Short exercise
Set out the rows as a numbered list without blank lines, starting at the first row and ending at the row that contains "[7,175,38,233]", with both included. Omit the pictures.

------------

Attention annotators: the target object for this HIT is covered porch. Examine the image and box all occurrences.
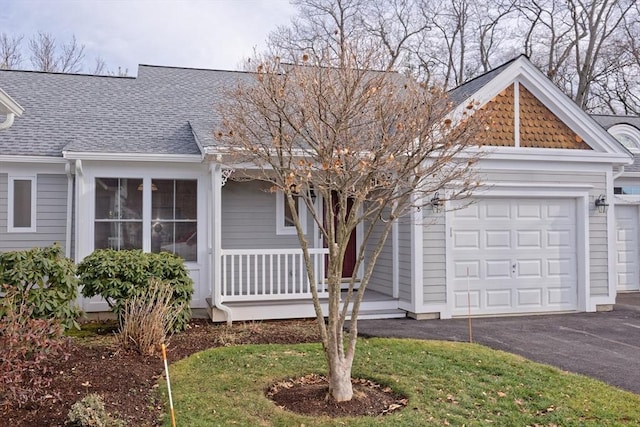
[206,165,406,322]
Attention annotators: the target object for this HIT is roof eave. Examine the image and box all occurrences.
[62,151,204,163]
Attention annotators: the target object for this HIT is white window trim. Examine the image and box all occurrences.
[276,191,307,236]
[7,175,38,233]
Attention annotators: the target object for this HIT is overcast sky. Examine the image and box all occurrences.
[0,0,295,75]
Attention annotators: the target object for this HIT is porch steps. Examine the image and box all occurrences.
[207,291,407,322]
[358,308,407,320]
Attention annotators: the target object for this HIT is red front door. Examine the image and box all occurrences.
[325,194,357,277]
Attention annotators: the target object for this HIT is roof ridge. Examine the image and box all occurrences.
[0,69,136,79]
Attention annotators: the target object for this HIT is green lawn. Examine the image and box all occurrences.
[164,339,640,427]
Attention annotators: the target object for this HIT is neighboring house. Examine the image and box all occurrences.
[593,115,640,291]
[0,57,640,320]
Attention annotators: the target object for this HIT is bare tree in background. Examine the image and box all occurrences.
[217,1,480,401]
[29,32,84,73]
[519,0,638,111]
[0,33,23,70]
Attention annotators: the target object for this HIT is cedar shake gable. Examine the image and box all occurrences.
[480,83,591,150]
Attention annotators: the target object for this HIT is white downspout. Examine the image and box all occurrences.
[64,162,73,258]
[209,157,232,325]
[0,113,16,130]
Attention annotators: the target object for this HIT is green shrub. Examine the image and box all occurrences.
[67,393,124,427]
[78,249,193,332]
[0,244,80,328]
[0,286,68,406]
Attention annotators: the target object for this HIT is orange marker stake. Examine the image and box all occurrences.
[162,344,176,427]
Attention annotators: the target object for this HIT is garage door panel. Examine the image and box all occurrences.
[454,260,480,279]
[515,202,542,220]
[546,201,575,221]
[453,204,480,219]
[453,291,480,310]
[516,289,542,308]
[484,230,511,249]
[547,287,574,306]
[452,198,577,315]
[484,202,511,219]
[485,289,512,310]
[516,259,543,279]
[516,230,542,249]
[453,230,480,249]
[546,229,576,250]
[547,258,575,278]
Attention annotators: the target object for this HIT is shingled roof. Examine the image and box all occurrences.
[0,65,248,157]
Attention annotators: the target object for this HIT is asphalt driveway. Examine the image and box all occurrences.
[358,293,640,394]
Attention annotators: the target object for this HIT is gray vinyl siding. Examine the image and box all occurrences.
[222,180,313,249]
[0,174,67,251]
[398,221,412,303]
[422,209,447,304]
[365,207,393,295]
[482,170,609,296]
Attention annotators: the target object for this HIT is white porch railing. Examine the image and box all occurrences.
[220,248,329,302]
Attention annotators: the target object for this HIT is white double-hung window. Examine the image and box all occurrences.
[94,178,198,261]
[7,175,37,233]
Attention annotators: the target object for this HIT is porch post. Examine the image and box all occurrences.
[209,163,222,306]
[209,158,232,324]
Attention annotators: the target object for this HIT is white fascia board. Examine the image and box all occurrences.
[618,172,640,178]
[0,155,67,164]
[62,151,204,163]
[448,146,633,165]
[454,56,625,154]
[0,89,24,117]
[483,147,633,165]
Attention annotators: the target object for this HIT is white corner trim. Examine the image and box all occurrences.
[0,88,24,117]
[7,174,38,233]
[411,193,424,313]
[608,171,617,310]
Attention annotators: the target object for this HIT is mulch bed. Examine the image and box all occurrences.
[0,320,402,427]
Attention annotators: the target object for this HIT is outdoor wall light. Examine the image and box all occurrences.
[309,185,317,203]
[596,194,609,213]
[431,191,442,213]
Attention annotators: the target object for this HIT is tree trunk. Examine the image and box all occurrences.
[329,357,353,402]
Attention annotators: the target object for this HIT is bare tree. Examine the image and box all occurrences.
[0,33,24,70]
[29,32,84,73]
[217,5,480,401]
[519,0,637,110]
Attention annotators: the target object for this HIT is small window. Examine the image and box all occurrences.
[613,185,640,196]
[151,179,198,261]
[7,176,36,233]
[94,178,142,250]
[276,191,307,234]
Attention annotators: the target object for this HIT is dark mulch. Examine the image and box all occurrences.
[0,320,397,427]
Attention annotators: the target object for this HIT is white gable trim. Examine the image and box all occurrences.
[454,56,629,158]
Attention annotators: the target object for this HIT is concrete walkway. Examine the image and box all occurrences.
[358,293,640,394]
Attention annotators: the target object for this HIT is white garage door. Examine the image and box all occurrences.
[616,205,640,291]
[451,198,577,316]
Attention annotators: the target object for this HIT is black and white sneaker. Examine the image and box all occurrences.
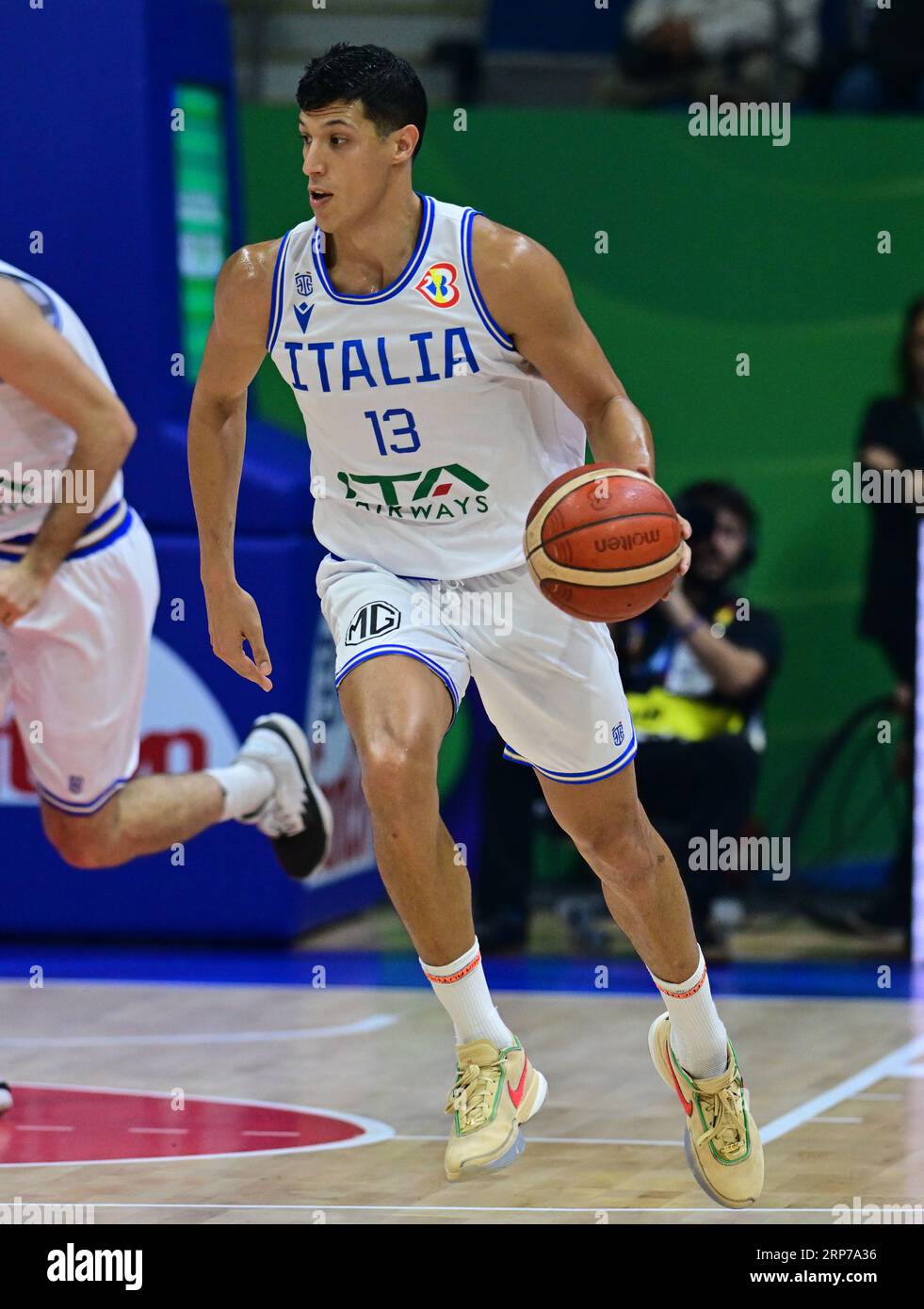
[237,714,333,882]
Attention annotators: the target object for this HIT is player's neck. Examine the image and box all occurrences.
[316,187,423,295]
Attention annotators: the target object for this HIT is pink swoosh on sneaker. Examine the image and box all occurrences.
[663,1041,692,1118]
[507,1059,528,1108]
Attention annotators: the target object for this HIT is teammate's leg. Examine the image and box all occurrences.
[41,714,332,880]
[41,772,224,868]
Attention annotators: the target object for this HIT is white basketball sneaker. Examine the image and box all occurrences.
[231,714,333,881]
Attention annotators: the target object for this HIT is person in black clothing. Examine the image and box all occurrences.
[831,0,924,114]
[611,482,782,960]
[477,482,780,958]
[859,296,924,930]
[860,296,924,702]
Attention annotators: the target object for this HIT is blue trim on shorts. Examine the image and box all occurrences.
[504,728,639,786]
[327,550,440,581]
[333,645,462,726]
[0,500,135,564]
[36,778,131,818]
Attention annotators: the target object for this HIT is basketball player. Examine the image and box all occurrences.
[0,262,330,1113]
[189,44,763,1207]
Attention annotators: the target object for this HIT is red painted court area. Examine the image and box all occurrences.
[0,1085,366,1165]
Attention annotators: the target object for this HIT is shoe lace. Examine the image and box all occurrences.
[261,796,305,838]
[696,1081,747,1162]
[446,1058,503,1132]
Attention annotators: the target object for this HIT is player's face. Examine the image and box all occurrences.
[689,509,747,583]
[299,101,393,232]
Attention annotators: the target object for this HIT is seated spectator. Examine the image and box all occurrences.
[611,482,780,961]
[597,0,820,105]
[831,0,924,114]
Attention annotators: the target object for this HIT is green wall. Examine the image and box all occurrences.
[242,106,924,853]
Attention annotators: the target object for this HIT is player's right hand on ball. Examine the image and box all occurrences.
[205,583,272,691]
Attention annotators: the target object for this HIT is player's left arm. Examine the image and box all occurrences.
[0,278,135,627]
[473,215,689,574]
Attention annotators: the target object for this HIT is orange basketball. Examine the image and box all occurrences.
[524,463,683,623]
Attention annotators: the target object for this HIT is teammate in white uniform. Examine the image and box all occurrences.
[189,44,763,1205]
[0,261,330,1113]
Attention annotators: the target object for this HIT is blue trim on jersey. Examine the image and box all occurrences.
[504,728,639,786]
[462,209,517,351]
[36,778,131,818]
[312,191,436,305]
[0,500,135,564]
[266,229,295,355]
[333,645,462,718]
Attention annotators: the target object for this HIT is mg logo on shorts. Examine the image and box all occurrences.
[344,600,400,645]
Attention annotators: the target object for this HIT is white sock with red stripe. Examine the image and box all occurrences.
[420,937,513,1050]
[648,946,728,1078]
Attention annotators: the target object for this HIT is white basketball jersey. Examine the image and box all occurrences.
[267,195,585,578]
[0,259,123,541]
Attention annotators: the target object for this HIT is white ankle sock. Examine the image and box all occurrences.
[420,937,513,1050]
[205,759,276,822]
[648,950,728,1078]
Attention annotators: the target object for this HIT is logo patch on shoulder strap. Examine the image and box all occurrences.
[413,263,460,309]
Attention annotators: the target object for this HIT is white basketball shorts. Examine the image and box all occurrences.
[0,509,160,816]
[316,555,636,784]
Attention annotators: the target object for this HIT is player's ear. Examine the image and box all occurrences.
[394,123,420,164]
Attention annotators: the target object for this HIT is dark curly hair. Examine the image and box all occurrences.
[296,40,427,158]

------------

The completed task
1. Attention annotators: the target object for this HIT is covered porch. Examine the image and box all occurrences.
2. [206,165,406,322]
3. Attention annotators: the target object for this HIT is roof eave. Examine the image and box all occurrences.
4. [62,151,204,163]
5. Attention annotators: the target object for this HIT is white window trim. Examine the image and box all occurrences.
6. [276,191,307,236]
7. [7,175,38,233]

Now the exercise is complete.